# [Set exercise]
Print the following rows again without changing a single character.

[Excerpt from a dataset]
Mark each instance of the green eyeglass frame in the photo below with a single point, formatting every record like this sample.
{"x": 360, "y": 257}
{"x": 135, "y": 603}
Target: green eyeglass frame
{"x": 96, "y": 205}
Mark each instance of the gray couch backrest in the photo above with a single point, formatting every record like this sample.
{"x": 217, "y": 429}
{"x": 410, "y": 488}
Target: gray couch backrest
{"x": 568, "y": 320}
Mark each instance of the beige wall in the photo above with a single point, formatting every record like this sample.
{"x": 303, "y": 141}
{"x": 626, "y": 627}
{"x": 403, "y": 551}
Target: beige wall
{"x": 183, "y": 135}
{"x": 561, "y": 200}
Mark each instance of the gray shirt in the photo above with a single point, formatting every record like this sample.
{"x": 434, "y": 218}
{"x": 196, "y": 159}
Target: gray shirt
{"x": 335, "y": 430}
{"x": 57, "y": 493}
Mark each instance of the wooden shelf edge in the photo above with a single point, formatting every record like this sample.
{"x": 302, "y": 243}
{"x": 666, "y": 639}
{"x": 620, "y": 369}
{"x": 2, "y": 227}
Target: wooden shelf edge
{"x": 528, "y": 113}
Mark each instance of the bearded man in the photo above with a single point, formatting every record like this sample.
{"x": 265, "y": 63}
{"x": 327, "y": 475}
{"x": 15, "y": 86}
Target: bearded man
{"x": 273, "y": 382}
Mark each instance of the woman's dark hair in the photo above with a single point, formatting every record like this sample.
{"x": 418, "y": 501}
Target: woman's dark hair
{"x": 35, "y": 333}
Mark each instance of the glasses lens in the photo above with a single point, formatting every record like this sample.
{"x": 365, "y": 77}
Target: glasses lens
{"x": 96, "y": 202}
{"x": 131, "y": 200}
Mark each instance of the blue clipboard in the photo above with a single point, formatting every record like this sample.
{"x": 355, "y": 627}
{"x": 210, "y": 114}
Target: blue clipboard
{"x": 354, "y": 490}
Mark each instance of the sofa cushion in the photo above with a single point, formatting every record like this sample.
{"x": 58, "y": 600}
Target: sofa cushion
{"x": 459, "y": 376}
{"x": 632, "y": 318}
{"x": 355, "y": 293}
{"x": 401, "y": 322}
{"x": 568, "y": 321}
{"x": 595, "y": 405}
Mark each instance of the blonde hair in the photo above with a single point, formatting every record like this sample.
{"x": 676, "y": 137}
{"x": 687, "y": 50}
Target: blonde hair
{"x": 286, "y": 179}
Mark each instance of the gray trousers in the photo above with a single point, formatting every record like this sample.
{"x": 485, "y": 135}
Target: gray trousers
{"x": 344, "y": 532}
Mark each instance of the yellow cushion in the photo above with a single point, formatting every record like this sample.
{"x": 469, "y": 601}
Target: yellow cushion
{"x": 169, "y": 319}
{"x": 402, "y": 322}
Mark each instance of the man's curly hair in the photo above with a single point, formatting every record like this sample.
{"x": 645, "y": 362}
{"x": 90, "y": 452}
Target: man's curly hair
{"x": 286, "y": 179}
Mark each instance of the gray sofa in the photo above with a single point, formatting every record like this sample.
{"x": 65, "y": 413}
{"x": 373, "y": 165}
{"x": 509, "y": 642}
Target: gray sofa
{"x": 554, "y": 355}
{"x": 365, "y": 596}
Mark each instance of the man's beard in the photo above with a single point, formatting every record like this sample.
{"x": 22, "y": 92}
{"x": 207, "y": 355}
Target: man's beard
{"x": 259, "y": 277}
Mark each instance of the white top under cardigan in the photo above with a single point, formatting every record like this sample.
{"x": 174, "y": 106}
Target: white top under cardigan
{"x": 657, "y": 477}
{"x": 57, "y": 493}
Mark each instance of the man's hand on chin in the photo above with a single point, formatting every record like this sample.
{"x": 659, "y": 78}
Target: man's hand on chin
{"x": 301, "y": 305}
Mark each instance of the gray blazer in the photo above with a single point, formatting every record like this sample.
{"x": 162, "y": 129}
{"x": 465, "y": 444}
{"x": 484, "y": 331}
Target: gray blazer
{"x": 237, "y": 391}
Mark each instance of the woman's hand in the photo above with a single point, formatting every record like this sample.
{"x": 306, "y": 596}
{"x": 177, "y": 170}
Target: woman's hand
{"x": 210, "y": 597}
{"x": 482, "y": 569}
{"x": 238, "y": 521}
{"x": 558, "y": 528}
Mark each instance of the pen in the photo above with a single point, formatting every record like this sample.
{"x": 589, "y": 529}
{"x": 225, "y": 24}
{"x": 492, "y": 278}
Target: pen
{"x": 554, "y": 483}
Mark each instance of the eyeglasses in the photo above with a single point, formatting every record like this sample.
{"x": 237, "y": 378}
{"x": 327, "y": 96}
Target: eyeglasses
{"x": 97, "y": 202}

# [The completed task]
Mark each instance of the green eyeglass frame in the photo below with a single point, formatting every record like this sample.
{"x": 360, "y": 257}
{"x": 135, "y": 603}
Target: green eyeglass frame
{"x": 96, "y": 205}
Mark each instance of the gray couch backrest in the photo above with a single point, formatting every record like this sample.
{"x": 217, "y": 429}
{"x": 410, "y": 488}
Target: gray couch backrest
{"x": 568, "y": 320}
Mark each instance of the beige wall in the photo above with a single point, formatting every record like this sample.
{"x": 303, "y": 141}
{"x": 626, "y": 627}
{"x": 403, "y": 551}
Target: beige wall
{"x": 183, "y": 135}
{"x": 561, "y": 200}
Mark each instance of the gray shirt in the photo above with a single point, formatting every record like this sample.
{"x": 434, "y": 218}
{"x": 196, "y": 159}
Target: gray shirt
{"x": 335, "y": 430}
{"x": 57, "y": 493}
Mark each instance of the wooden shelf edge in the photo above with a single point, formatting every record like this sample.
{"x": 302, "y": 243}
{"x": 666, "y": 639}
{"x": 620, "y": 369}
{"x": 2, "y": 227}
Target: wooden shelf edge
{"x": 528, "y": 113}
Mark each instance of the bearded man in the photo above with a single point, formatting every record like this sample.
{"x": 265, "y": 63}
{"x": 327, "y": 475}
{"x": 15, "y": 86}
Target: bearded man
{"x": 273, "y": 382}
Mark each instance of the woman's dark hair in the photo above with a single point, formatting every record like this sample.
{"x": 418, "y": 501}
Target: woman's dark hair
{"x": 35, "y": 333}
Mark each instance of the glasses lens in the photo above with a single point, formatting every record like this sample.
{"x": 365, "y": 77}
Target: glasses lens
{"x": 96, "y": 202}
{"x": 131, "y": 200}
Mark each instance of the blue clipboard in the photo above with a single point, formatting every record like this sample.
{"x": 355, "y": 627}
{"x": 210, "y": 114}
Target: blue clipboard
{"x": 354, "y": 490}
Mark each instance of the sofa cushion in the photo above with a single point, formatting every record like this sample.
{"x": 58, "y": 600}
Target: sofa cushion
{"x": 459, "y": 376}
{"x": 632, "y": 318}
{"x": 355, "y": 293}
{"x": 401, "y": 322}
{"x": 568, "y": 321}
{"x": 595, "y": 405}
Mark each instance of the blonde hair in the photo above with a single point, formatting every record like this sample.
{"x": 676, "y": 137}
{"x": 687, "y": 50}
Target: blonde hair
{"x": 286, "y": 179}
Mark each instance of the gray trousers in the photo above with a single point, formatting every record like this sample.
{"x": 485, "y": 135}
Target: gray trousers
{"x": 344, "y": 532}
Mark each instance of the yellow cushion in the photo above with a single point, formatting every record like this sample.
{"x": 469, "y": 601}
Target: yellow cushion
{"x": 169, "y": 319}
{"x": 402, "y": 322}
Mark each instance of the man's curly hair in the photo above with a single point, formatting every record like this sample.
{"x": 645, "y": 362}
{"x": 90, "y": 452}
Target: man's curly hair
{"x": 286, "y": 179}
Mark each instance of the gray sofa in the photo above with a single point, formatting every record like this sample.
{"x": 65, "y": 413}
{"x": 373, "y": 165}
{"x": 509, "y": 642}
Target: gray sofa
{"x": 554, "y": 355}
{"x": 365, "y": 596}
Mark each instance of the man's beard in the photo above with a single point, formatting every record like this sample.
{"x": 22, "y": 92}
{"x": 207, "y": 355}
Target: man's beard
{"x": 259, "y": 277}
Mark each instance of the white top under cardigan in the photo above with a single point, formatting every record like this sample.
{"x": 174, "y": 106}
Target: white top under cardigan
{"x": 657, "y": 477}
{"x": 57, "y": 493}
Mark each instance of the man's hand on chin in the photo above with a single point, formatting every record like this sample.
{"x": 659, "y": 78}
Target: man's hand on chin
{"x": 301, "y": 305}
Mark each instance of the gray blazer in the photo above with a single point, formatting every record like this sample.
{"x": 162, "y": 129}
{"x": 465, "y": 444}
{"x": 484, "y": 331}
Target: gray blazer
{"x": 237, "y": 391}
Mark each instance of the woman's hand in the photo above with a single point, formatting every record like this sample.
{"x": 306, "y": 596}
{"x": 177, "y": 170}
Target: woman's hand
{"x": 210, "y": 597}
{"x": 482, "y": 569}
{"x": 238, "y": 521}
{"x": 558, "y": 528}
Mark each instance of the pen in the photo above with a single point, formatting every record like this sample.
{"x": 589, "y": 529}
{"x": 225, "y": 24}
{"x": 492, "y": 278}
Target: pen
{"x": 554, "y": 483}
Mark each instance of the eyeglasses in the photo above with a single point, formatting every record like this sample.
{"x": 237, "y": 378}
{"x": 327, "y": 96}
Target: eyeglasses
{"x": 97, "y": 202}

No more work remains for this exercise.